Document segment:
────────────────────────────────────────

This problem can be solved in O(n log n).
Basic idea
In this explanation, a lot of off-by-one errors probably sneaked in, but it does not matter for the idea. Let m be the minimum of the array. Then any subarray that contains m would have m as a minimum, and every other sub-array would be either entirely before or entirely after m. Let n be the number of elements in the array, and let us treat m as an index. Then for every i < m let's count the subarrays that contain i'th element and have m'th element as a minimum. It is exactly i * (n - m), as there are i possible left edges before i and (n - m) possible edges after m. Each of such arrays would have A[m] as a minimum, and each element with i < m would contribute to the resulting sum with a factor of i * A[m] * (n - m). For i > m with similar reasoning we would get (n - i) * A[m] * m. Then we would update the array before m and after m recursively and then just loop over to get the result.
The problem is in the update. To add these i * A[m] * (n - m) to every possible i would result in a quadratic solution. But as one can notice, both sides are linear functions with respect to i, and this is an important property. Let's rewrite the function for the right side as i * -A[m] * m + n * A[m] * m. So we would use a * i + b expression for every index. If we have two linear functions a * i + b and c * i + d, their sum would, obviously, be (a + c) * i + (b + d) - also a linear function. To conclude this optimization we would use a recursive function with two parameters: subarray currently processed and linear function to apply to each element.
The last problem to solve is finding the minimum in the subarray, but that is known as RMQ problem and can be solved in O(n log n).

────────────────────────────────────────

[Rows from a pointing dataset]

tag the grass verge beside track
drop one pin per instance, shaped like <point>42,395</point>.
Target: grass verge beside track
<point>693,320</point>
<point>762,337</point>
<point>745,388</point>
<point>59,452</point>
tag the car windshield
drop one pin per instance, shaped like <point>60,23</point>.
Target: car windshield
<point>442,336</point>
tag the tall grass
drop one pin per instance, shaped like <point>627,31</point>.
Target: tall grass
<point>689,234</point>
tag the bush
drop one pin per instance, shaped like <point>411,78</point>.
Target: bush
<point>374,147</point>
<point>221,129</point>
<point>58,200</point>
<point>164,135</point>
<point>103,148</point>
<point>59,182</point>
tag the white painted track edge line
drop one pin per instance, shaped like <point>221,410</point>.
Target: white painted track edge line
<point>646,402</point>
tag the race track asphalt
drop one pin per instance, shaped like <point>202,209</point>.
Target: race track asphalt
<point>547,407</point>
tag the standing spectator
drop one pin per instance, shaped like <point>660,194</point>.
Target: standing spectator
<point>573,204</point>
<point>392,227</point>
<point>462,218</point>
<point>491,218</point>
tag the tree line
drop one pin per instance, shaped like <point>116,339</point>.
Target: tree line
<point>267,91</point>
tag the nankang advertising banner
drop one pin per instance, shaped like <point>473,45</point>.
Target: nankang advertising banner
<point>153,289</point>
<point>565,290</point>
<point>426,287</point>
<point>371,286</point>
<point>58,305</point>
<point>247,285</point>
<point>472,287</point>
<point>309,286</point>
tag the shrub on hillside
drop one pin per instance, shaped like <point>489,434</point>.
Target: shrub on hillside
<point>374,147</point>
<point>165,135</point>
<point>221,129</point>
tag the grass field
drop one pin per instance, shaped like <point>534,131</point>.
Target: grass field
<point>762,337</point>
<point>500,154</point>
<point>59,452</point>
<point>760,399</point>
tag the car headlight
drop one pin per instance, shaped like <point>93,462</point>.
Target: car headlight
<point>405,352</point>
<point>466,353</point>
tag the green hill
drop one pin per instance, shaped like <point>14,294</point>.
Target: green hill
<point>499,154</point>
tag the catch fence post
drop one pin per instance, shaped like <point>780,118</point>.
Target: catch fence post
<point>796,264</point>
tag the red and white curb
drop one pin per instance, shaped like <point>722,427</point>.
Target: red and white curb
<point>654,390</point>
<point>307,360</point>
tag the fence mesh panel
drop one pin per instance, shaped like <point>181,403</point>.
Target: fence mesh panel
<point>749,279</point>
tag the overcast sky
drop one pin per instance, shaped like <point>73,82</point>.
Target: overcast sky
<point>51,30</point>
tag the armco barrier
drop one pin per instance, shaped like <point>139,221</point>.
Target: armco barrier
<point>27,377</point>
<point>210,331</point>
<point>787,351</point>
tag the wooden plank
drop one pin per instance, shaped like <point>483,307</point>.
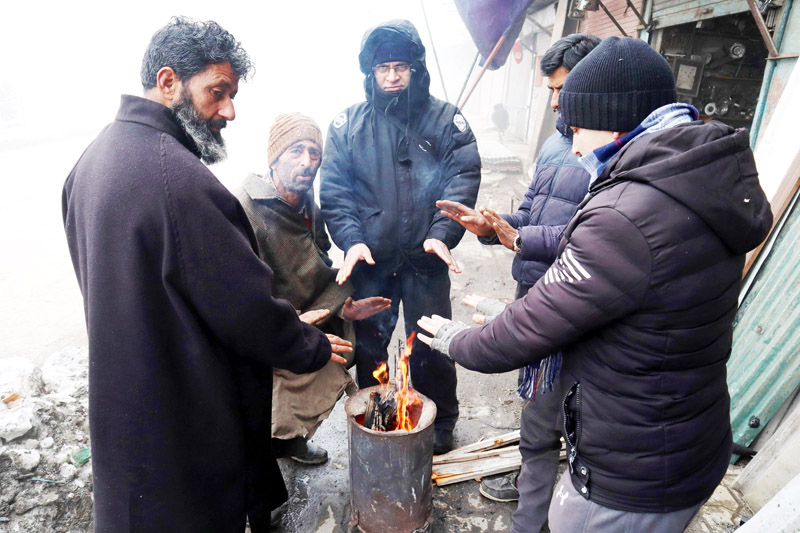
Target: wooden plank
<point>476,465</point>
<point>443,459</point>
<point>486,444</point>
<point>497,468</point>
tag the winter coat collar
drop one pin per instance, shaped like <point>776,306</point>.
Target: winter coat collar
<point>143,111</point>
<point>262,188</point>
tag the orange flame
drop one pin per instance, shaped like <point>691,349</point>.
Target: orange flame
<point>404,396</point>
<point>382,374</point>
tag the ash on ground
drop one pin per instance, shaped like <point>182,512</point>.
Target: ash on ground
<point>45,462</point>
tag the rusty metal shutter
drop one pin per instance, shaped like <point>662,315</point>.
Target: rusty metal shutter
<point>764,368</point>
<point>673,12</point>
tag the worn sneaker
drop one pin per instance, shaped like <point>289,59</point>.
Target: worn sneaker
<point>501,489</point>
<point>314,455</point>
<point>442,441</point>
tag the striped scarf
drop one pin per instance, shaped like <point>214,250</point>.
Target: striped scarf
<point>544,372</point>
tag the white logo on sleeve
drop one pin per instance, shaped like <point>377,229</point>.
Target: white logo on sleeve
<point>566,269</point>
<point>562,494</point>
<point>460,122</point>
<point>340,120</point>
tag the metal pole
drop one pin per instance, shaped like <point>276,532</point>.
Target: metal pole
<point>638,15</point>
<point>599,3</point>
<point>485,66</point>
<point>474,62</point>
<point>765,85</point>
<point>433,47</point>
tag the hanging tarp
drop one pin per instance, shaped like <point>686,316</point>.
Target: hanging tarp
<point>488,20</point>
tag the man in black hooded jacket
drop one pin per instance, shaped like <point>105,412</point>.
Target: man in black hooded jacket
<point>387,160</point>
<point>641,299</point>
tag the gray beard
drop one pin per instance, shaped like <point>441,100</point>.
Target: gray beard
<point>210,143</point>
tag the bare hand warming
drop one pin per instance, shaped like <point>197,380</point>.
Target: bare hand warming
<point>356,253</point>
<point>364,308</point>
<point>431,324</point>
<point>315,316</point>
<point>505,232</point>
<point>435,246</point>
<point>339,345</point>
<point>471,219</point>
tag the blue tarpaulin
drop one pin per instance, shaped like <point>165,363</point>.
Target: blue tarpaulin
<point>488,20</point>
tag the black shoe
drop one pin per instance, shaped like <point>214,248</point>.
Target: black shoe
<point>501,489</point>
<point>314,455</point>
<point>442,441</point>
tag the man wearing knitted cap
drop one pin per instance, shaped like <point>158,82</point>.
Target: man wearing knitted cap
<point>387,161</point>
<point>640,301</point>
<point>292,241</point>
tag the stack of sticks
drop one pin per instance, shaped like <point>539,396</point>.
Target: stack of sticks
<point>483,458</point>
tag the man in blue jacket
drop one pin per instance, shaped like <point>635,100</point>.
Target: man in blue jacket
<point>387,160</point>
<point>533,232</point>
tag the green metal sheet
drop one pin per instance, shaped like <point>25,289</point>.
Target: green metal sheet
<point>764,367</point>
<point>673,12</point>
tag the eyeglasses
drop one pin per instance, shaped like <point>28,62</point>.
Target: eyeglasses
<point>399,68</point>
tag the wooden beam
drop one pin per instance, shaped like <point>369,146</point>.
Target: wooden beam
<point>486,444</point>
<point>762,28</point>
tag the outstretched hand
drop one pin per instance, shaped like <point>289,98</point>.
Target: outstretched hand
<point>431,324</point>
<point>471,219</point>
<point>506,233</point>
<point>339,345</point>
<point>314,317</point>
<point>364,308</point>
<point>356,253</point>
<point>435,246</point>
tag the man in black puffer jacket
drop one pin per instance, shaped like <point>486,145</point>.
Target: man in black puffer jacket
<point>387,160</point>
<point>641,299</point>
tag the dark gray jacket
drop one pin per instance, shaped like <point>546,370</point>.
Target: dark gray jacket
<point>379,184</point>
<point>183,333</point>
<point>641,301</point>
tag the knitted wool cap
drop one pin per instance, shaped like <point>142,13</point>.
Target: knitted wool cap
<point>287,130</point>
<point>616,86</point>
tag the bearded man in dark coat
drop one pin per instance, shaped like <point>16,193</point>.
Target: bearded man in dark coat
<point>292,241</point>
<point>183,330</point>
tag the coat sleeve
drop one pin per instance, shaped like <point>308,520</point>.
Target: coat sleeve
<point>601,275</point>
<point>337,201</point>
<point>461,170</point>
<point>223,283</point>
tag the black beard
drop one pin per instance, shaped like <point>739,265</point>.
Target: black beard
<point>209,142</point>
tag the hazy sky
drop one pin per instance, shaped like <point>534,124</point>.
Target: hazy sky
<point>68,62</point>
<point>65,66</point>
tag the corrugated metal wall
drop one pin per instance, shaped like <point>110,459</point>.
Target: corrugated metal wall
<point>671,12</point>
<point>764,367</point>
<point>598,23</point>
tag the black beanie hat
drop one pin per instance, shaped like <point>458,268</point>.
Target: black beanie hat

────────────────────────────────────────

Problems:
• a. Transcribe the whole subarray-minimum explanation word for word, with nothing changed.
• b. Pick out every line of the rows that contains the word "winter", and copy each one. Case counts.
The text and the rows have nothing to do with each other.

Problem solutions:
• a.
This problem can be solved in O(n log n).
Basic idea
In this explanation, a lot of off-by-one errors probably sneaked in, but it does not matter for the idea. Let m be the minimum of the array. Then any subarray that contains m would have m as a minimum, and every other sub-array would be either entirely before or entirely after m. Let n be the number of elements in the array, and let us treat m as an index. Then for every i < m let's count the subarrays that contain i'th element and have m'th element as a minimum. It is exactly i * (n - m), as there are i possible left edges before i and (n - m) possible edges after m. Each of such arrays would have A[m] as a minimum, and each element with i < m would contribute to the resulting sum with a factor of i * A[m] * (n - m). For i > m with similar reasoning we would get (n - i) * A[m] * m. Then we would update the array before m and after m recursively and then just loop over to get the result.
The problem is in the update. To add these i * A[m] * (n - m) to every possible i would result in a quadratic solution. But as one can notice, both sides are linear functions with respect to i, and this is an important property. Let's rewrite the function for the right side as i * -A[m] * m + n * A[m] * m. So we would use a * i + b expression for every index. If we have two linear functions a * i + b and c * i + d, their sum would, obviously, be (a + c) * i + (b + d) - also a linear function. To conclude this optimization we would use a recursive function with two parameters: subarray currently processed and linear function to apply to each element.
The last problem to solve is finding the minimum in the subarray, but that is known as RMQ problem and can be solved in O(n log n).

• b.
tag the winter coat collar
Target: winter coat collar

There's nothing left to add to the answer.